• **EXTRAIT FOURNI**
Le document de 23 pages, « Torture in the Name of Treatment: Human Rights Abuses in Vietnam, China, Cambodia, and Lao PDR » (« La torture en guise de traitement : Violations des droits humains au Vietnam, en Chine, au Cambodge et en RDP du Laos »), récapitule les recherches auprès de personnes qui ont été détenues au Vietnam, en Chine, au Cambodge et en RDP du Laos. Plus de 350.000 personnes identifiées comme toxicomanes sont détenues en guise de « traitement » dans ces pays pour des périodes pouvant aller jusqu'à cinq ans. Dans de nombreux centres, les toxicomanes sont détenus aux côtés de personnes sans-abri, de personnes présentant des handicaps psychosociaux et d’enfants des rues, et sont contraints d'effectuer des exercices militaires, de scander des slogans et de travailler en guise de « thérapie ».
« Il existe des moyens éprouvés pour traiter la dépendance à la drogue compatibles avec les droits humains, mais les passages à tabac, le travail forcé et l'humiliation ne figurent pas parmi ces méthodes », a déclaré Joe Amon, directeur de la division Santé et droits humains à Human Rights Watch. « Ces centres doivent être fermés et un traitement de désintoxication volontaire et efficace fourni à leur place. »
Les personnes se trouvant dans les centres de détention pour toxicomanes dans les quatre pays sont généralement détenues contre leur volonté. Elles sont appréhendées par la police, ou « portées volontaires » par les autorités locales ou des membres de leur famille qui succombent à la pression sociale pour « libérer leur village de la drogue ». Une fois à l'intérieur, ces personnes ne peuvent pas partir. Aucune évaluation clinique de la dépendance aux drogues n’est effectuée, ce qui aboutit à la détention de toxicomanes occasionnels ainsi que d'autres simplement soupçonnés de consommer de la drogue.
Les agences internationales de santé et de lutte contre la drogue, notamment le Bureau des Nations Unies contre la drogue et le crime, le Programme commun des Nations Unies sur le VIH / SIDA (ONUSIDA) et l'Organisation mondiale de la santé, recommandent des services communautaires complets de réduction des risques, notamment des traitements pour la dépendance fondés sur des preuves et l'accès à des seringues stériles comme éléments essentiels pour protéger les droits à la santé et les droits humains des toxicomanes. Les centres de détention pour toxicomanes qui détiennent les consommateurs de drogue pendant de longues périodes sans fournir un traitement fondé sur des preuves violent ces normes et sont largement considérés comme étant inefficaces. Des recherches en Chine et au Vietnam ont révélé des taux élevés de rechute chez les personnes détenues dans les centres de détention pour toxicomanes, ainsi qu'un risque accru d'infection par le VIH en détention.

• **LISTE DES TÂCHES**
**1.** Indiquez si chacune des affirmations suivantes concorde avec l'extrait, par oui ou non, en citant à l'identique les mots décisifs de l'extrait. (a) Plus de 350 000 personnes identifiées comme toxicomanes sont détenues pour des périodes pouvant atteindre cinq ans. (b) Une évaluation clinique de la dépendance aux drogues est réalisée avant la détention. (c) Les recherches menées en Chine et au Vietnam font état de faibles taux de rechute chez les personnes détenues.
**2.** Reproduisez à l'identique le passage de l'extrait qui commence aux mots « Les personnes se » et s'arrête après « de la drogue. ».
**3.** D'après l'extrait, quelle fonction Joe Amon occupe-t-il ?

[Données collectées]
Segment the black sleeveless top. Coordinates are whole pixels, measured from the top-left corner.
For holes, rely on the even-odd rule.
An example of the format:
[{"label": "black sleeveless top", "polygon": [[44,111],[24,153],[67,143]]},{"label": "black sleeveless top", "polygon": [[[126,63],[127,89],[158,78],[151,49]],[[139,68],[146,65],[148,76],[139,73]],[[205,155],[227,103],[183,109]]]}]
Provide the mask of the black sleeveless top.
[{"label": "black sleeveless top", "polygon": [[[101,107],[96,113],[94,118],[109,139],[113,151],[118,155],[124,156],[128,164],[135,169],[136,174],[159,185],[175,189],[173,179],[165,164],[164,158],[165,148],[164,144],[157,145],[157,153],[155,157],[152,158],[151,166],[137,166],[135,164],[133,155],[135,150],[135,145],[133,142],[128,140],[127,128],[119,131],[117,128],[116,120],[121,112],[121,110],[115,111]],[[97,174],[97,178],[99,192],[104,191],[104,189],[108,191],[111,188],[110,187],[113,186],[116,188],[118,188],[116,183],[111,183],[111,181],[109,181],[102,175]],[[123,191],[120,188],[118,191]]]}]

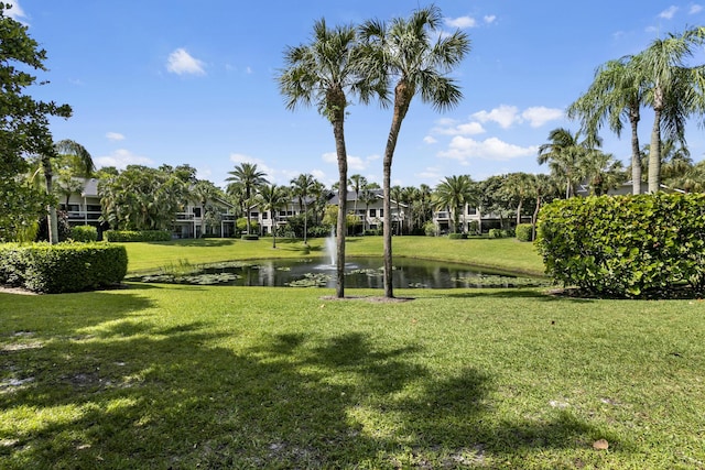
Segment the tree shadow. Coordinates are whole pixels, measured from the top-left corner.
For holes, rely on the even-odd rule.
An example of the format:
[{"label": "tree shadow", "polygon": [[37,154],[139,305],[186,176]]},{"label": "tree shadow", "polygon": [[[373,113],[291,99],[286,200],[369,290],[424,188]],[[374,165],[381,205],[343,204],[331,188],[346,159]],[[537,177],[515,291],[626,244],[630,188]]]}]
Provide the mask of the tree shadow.
[{"label": "tree shadow", "polygon": [[440,374],[417,345],[347,331],[235,348],[245,329],[159,326],[131,317],[145,300],[128,297],[41,348],[0,354],[32,378],[2,391],[0,413],[39,416],[0,425],[0,467],[452,468],[595,435],[567,413],[492,417],[491,375],[471,364]]}]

• **RÉPONSES FOURNIES**
**1.**
(a) Oui : « Plus de 350.000 personnes identifiées comme toxicomanes sont détenues en guise de « traitement » dans ces pays pour des périodes pouvant aller jusqu'à cinq ans. »
(b) Non : « Aucune évaluation clinique de la dépendance aux drogues n’est effectuée »
(c) Non : « Des recherches en Chine et au Vietnam ont révélé des taux élevés de rechute chez les personnes détenues dans les centres de détention pour toxicomanes »

**2.**
Les personnes se trouvant dans les centres de détention pour toxicomanes dans les quatre pays sont généralement détenues contre leur volonté. Elles sont appréhendées par la police, ou « portées volontaires » par les autorités locales ou des membres de leur famille qui succombent à la pression sociale pour « libérer leur village de la drogue ». Une fois à l'intérieur, ces personnes ne peuvent pas partir. Aucune évaluation clinique de la dépendance aux drogues n’est effectuée, ce qui aboutit à la détention de toxicomanes occasionnels ainsi que d'autres simplement soupçonnés de consommer de la drogue.

**3.** Il est directeur de la division Santé et droits humains à Human Rights Watch.